Das Medienunternehmen steht damit unter erheblichem Druck. Eine Sparmassnahme war demnach, die UKW-Frequenzen vorzeitig abzuschalten. Wenn Radiopionier Roger Schawinski unter diesen Umständen von einem kapitalen Eigentor der SRG spricht, die als Service-public-Anbieter ihre Vorbildfunktion nicht wahrgenommen habe, dann blendet er möglicherweise einiges aus.
Privatradios zurückhaltend
Spätestens Ende 2026 nämlich sehen sich die privaten Radios in der gleichen Situation. So erstaunt es dann auch nicht, dass man etwa bei Radio Basilisk keineswegs mit Häme auf das Schicksal der SRG reagiert, auch wenn die Basilisk-Hörerzahlen vielleicht gestiegen sind.
Basilisk-Programmleiter Benjamin Bruni gibt sich jedenfalls – anders als Schawinski – sehr zurückhaltend: «Die angesprochenen Zahlen sind noch nicht aussagekräftig. Erst im Juli, wenn die Ergebnisse für das erste Semester 2025 veröffentlicht werden, können Aussagen über mögliche Zusammenhänge gemacht werden», sagt er auf Anfrage von OnlineReports. Immerhin kündigt er an, «dass wir bei Radio Basilisk unser Programm bis 2026 über UKW ausstrahlen».
UKW-Treue
Das wirft zumindest die Frage auf, ob man allenfalls doch bei der SRG einerseits und beim Bund anderseits die «UKW-Treue» oder vielleicht auch nur die Gewohnheiten der Radiohörerschaft etwas unterschätzt hat. Bei der SRG versucht man derzeit, den Ball flach zu halten und nicht in Panik auszubrechen.

> [Gegebene Daten]

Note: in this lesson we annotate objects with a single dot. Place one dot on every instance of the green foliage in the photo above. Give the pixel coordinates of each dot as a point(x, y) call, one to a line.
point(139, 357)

> [Aufgabe] Schreib den Text über die UKW-Abschaltung noch einmal ab, beginnend bei „Das Medienunternehmen steht“ und endend bei „möglicherweise einiges aus.“. Ersetze dabei „Eigentor“ durch „Fehltritt“.

> [Lösung]
Das Medienunternehmen steht damit unter erheblichem Druck. Eine Sparmassnahme war demnach, die UKW-Frequenzen vorzeitig abzuschalten. Wenn Radiopionier Roger Schawinski unter diesen Umständen von einem kapitalen Fehltritt der SRG spricht, die als Service-public-Anbieter ihre Vorbildfunktion nicht wahrgenommen habe, dann blendet er möglicherweise einiges aus.